[Location labeling records]
---+---
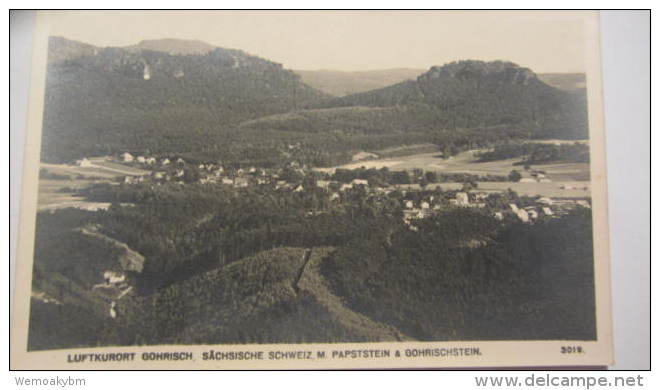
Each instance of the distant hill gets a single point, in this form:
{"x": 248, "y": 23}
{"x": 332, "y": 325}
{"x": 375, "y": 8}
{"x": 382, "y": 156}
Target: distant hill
{"x": 342, "y": 83}
{"x": 192, "y": 99}
{"x": 339, "y": 83}
{"x": 155, "y": 95}
{"x": 174, "y": 46}
{"x": 473, "y": 94}
{"x": 565, "y": 81}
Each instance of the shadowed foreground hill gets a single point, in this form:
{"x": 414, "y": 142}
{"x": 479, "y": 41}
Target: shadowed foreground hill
{"x": 269, "y": 297}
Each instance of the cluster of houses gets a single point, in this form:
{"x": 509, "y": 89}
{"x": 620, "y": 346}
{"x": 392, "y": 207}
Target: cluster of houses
{"x": 129, "y": 158}
{"x": 210, "y": 173}
{"x": 543, "y": 207}
{"x": 536, "y": 177}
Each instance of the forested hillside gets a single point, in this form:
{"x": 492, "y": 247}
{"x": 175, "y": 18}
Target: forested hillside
{"x": 190, "y": 99}
{"x": 476, "y": 94}
{"x": 106, "y": 100}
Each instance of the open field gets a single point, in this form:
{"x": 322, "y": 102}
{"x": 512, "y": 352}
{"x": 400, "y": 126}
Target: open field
{"x": 552, "y": 190}
{"x": 466, "y": 163}
{"x": 59, "y": 193}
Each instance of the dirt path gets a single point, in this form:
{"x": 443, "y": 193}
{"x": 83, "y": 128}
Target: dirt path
{"x": 130, "y": 260}
{"x": 311, "y": 280}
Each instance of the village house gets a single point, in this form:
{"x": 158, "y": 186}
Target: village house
{"x": 84, "y": 163}
{"x": 462, "y": 199}
{"x": 112, "y": 277}
{"x": 127, "y": 157}
{"x": 545, "y": 200}
{"x": 241, "y": 182}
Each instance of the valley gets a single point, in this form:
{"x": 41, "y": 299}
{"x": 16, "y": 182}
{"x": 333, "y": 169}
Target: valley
{"x": 192, "y": 194}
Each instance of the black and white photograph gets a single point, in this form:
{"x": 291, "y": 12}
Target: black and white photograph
{"x": 210, "y": 185}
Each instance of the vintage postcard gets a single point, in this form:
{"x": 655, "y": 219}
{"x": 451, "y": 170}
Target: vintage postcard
{"x": 313, "y": 189}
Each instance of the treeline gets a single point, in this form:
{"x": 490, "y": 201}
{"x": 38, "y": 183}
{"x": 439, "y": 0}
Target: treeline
{"x": 384, "y": 177}
{"x": 537, "y": 153}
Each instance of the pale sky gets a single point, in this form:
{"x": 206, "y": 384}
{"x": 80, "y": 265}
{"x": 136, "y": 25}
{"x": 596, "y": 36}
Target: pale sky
{"x": 351, "y": 40}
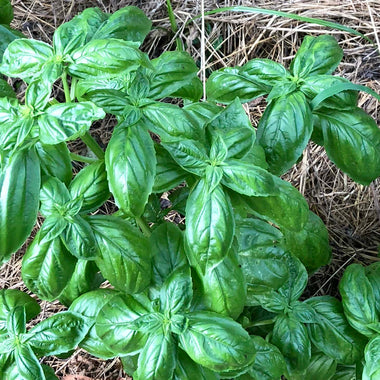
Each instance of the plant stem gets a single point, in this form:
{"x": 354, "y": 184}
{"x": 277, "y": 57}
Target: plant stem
{"x": 174, "y": 25}
{"x": 144, "y": 228}
{"x": 66, "y": 87}
{"x": 79, "y": 158}
{"x": 93, "y": 145}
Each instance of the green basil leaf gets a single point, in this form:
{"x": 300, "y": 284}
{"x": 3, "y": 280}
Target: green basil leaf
{"x": 224, "y": 287}
{"x": 167, "y": 251}
{"x": 311, "y": 244}
{"x": 235, "y": 129}
{"x": 174, "y": 73}
{"x": 79, "y": 239}
{"x": 24, "y": 58}
{"x": 91, "y": 184}
{"x": 288, "y": 209}
{"x": 64, "y": 122}
{"x": 291, "y": 337}
{"x": 189, "y": 154}
{"x": 332, "y": 334}
{"x": 128, "y": 23}
{"x": 187, "y": 369}
{"x": 78, "y": 31}
{"x": 358, "y": 299}
{"x": 284, "y": 131}
{"x": 58, "y": 334}
{"x": 11, "y": 299}
{"x": 37, "y": 94}
{"x": 372, "y": 273}
{"x": 6, "y": 90}
{"x": 6, "y": 12}
{"x": 216, "y": 342}
{"x": 269, "y": 363}
{"x": 177, "y": 292}
{"x": 344, "y": 100}
{"x": 317, "y": 55}
{"x": 168, "y": 173}
{"x": 157, "y": 360}
{"x": 130, "y": 163}
{"x": 47, "y": 267}
{"x": 210, "y": 226}
{"x": 84, "y": 279}
{"x": 248, "y": 179}
{"x": 55, "y": 161}
{"x": 113, "y": 323}
{"x": 20, "y": 180}
{"x": 53, "y": 196}
{"x": 124, "y": 258}
{"x": 372, "y": 359}
{"x": 352, "y": 142}
{"x": 248, "y": 82}
{"x": 104, "y": 56}
{"x": 171, "y": 123}
{"x": 27, "y": 364}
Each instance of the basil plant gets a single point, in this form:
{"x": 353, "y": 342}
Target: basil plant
{"x": 219, "y": 296}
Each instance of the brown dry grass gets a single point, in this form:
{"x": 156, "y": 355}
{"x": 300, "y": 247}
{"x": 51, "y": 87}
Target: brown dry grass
{"x": 351, "y": 211}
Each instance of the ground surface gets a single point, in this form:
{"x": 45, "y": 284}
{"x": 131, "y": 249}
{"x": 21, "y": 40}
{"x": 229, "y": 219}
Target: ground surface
{"x": 351, "y": 211}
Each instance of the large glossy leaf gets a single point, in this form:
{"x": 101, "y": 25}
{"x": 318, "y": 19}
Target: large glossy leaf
{"x": 287, "y": 210}
{"x": 187, "y": 369}
{"x": 217, "y": 342}
{"x": 47, "y": 268}
{"x": 89, "y": 306}
{"x": 313, "y": 85}
{"x": 167, "y": 251}
{"x": 317, "y": 55}
{"x": 168, "y": 173}
{"x": 124, "y": 258}
{"x": 174, "y": 72}
{"x": 248, "y": 82}
{"x": 269, "y": 363}
{"x": 55, "y": 161}
{"x": 372, "y": 360}
{"x": 131, "y": 165}
{"x": 311, "y": 244}
{"x": 68, "y": 121}
{"x": 58, "y": 334}
{"x": 284, "y": 131}
{"x": 248, "y": 179}
{"x": 358, "y": 300}
{"x": 105, "y": 56}
{"x": 291, "y": 337}
{"x": 91, "y": 184}
{"x": 128, "y": 23}
{"x": 19, "y": 188}
{"x": 113, "y": 323}
{"x": 24, "y": 58}
{"x": 85, "y": 278}
{"x": 6, "y": 12}
{"x": 224, "y": 287}
{"x": 78, "y": 31}
{"x": 332, "y": 334}
{"x": 352, "y": 142}
{"x": 210, "y": 226}
{"x": 157, "y": 360}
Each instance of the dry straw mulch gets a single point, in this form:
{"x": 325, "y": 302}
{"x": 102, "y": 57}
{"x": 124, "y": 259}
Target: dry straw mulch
{"x": 350, "y": 211}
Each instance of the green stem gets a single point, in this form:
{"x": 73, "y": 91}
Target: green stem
{"x": 66, "y": 87}
{"x": 144, "y": 228}
{"x": 174, "y": 25}
{"x": 93, "y": 145}
{"x": 79, "y": 158}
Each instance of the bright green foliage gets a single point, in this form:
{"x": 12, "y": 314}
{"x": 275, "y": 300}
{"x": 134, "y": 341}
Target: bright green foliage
{"x": 218, "y": 296}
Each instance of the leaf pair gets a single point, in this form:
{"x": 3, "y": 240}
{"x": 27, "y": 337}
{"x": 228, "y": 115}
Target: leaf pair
{"x": 20, "y": 349}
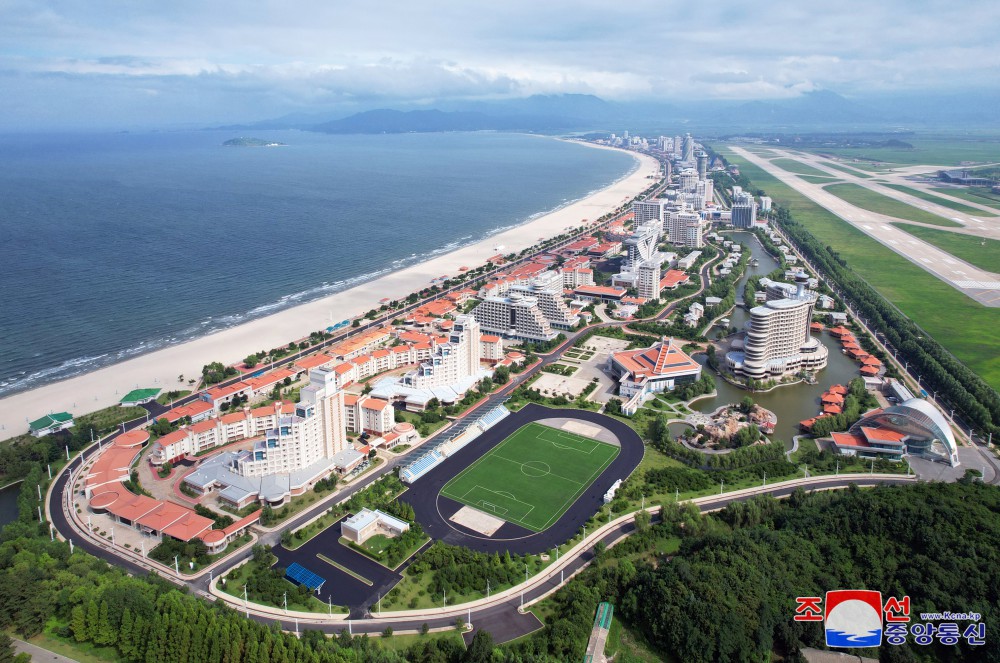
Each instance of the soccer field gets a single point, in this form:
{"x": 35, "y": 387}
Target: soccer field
{"x": 533, "y": 476}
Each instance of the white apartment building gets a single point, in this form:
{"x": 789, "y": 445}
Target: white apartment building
{"x": 452, "y": 362}
{"x": 744, "y": 211}
{"x": 316, "y": 431}
{"x": 574, "y": 277}
{"x": 687, "y": 180}
{"x": 777, "y": 340}
{"x": 648, "y": 283}
{"x": 685, "y": 228}
{"x": 515, "y": 316}
{"x": 644, "y": 211}
{"x": 547, "y": 289}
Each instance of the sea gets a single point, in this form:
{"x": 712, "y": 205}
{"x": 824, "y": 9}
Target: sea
{"x": 113, "y": 245}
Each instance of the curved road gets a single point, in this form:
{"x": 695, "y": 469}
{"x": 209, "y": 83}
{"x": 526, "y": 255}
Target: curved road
{"x": 502, "y": 617}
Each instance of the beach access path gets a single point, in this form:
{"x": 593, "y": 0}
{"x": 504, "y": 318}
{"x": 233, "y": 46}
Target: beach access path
{"x": 104, "y": 387}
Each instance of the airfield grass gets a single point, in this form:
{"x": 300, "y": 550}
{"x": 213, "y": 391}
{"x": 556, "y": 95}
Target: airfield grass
{"x": 962, "y": 325}
{"x": 819, "y": 180}
{"x": 533, "y": 476}
{"x": 944, "y": 202}
{"x": 979, "y": 251}
{"x": 980, "y": 195}
{"x": 799, "y": 168}
{"x": 931, "y": 149}
{"x": 867, "y": 199}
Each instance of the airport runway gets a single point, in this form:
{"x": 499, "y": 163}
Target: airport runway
{"x": 976, "y": 283}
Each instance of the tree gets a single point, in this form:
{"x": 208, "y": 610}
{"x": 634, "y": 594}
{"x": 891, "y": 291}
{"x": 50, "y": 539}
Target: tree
{"x": 481, "y": 648}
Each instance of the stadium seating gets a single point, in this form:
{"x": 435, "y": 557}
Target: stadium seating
{"x": 421, "y": 466}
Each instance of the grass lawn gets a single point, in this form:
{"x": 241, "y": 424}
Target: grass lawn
{"x": 876, "y": 202}
{"x": 628, "y": 645}
{"x": 963, "y": 326}
{"x": 403, "y": 642}
{"x": 172, "y": 395}
{"x": 84, "y": 652}
{"x": 944, "y": 202}
{"x": 980, "y": 195}
{"x": 533, "y": 476}
{"x": 981, "y": 252}
{"x": 799, "y": 168}
{"x": 819, "y": 180}
{"x": 845, "y": 169}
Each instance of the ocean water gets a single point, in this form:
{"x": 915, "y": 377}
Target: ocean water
{"x": 114, "y": 245}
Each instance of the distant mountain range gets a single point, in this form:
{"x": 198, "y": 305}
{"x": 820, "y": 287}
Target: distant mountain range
{"x": 821, "y": 109}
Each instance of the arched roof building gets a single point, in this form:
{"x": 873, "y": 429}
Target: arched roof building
{"x": 914, "y": 426}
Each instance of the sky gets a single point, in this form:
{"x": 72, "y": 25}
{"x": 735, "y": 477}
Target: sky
{"x": 135, "y": 63}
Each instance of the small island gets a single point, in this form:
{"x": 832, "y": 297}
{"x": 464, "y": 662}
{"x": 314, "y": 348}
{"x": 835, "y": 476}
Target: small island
{"x": 251, "y": 142}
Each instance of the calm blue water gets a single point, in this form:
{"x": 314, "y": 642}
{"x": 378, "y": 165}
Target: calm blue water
---+---
§ Task prompt:
Edit the lines from the one containing "Each instance of the small" through the end of the records, both included, replacing "small island" with "little island" and keeping everything else unchanged.

§ Final result:
Each instance of the little island gets a single point, in this form:
{"x": 832, "y": 297}
{"x": 464, "y": 662}
{"x": 314, "y": 348}
{"x": 835, "y": 476}
Target: little island
{"x": 251, "y": 142}
Each instance of the calm blue water gets a single point, in this form:
{"x": 314, "y": 642}
{"x": 378, "y": 165}
Target: calm blue water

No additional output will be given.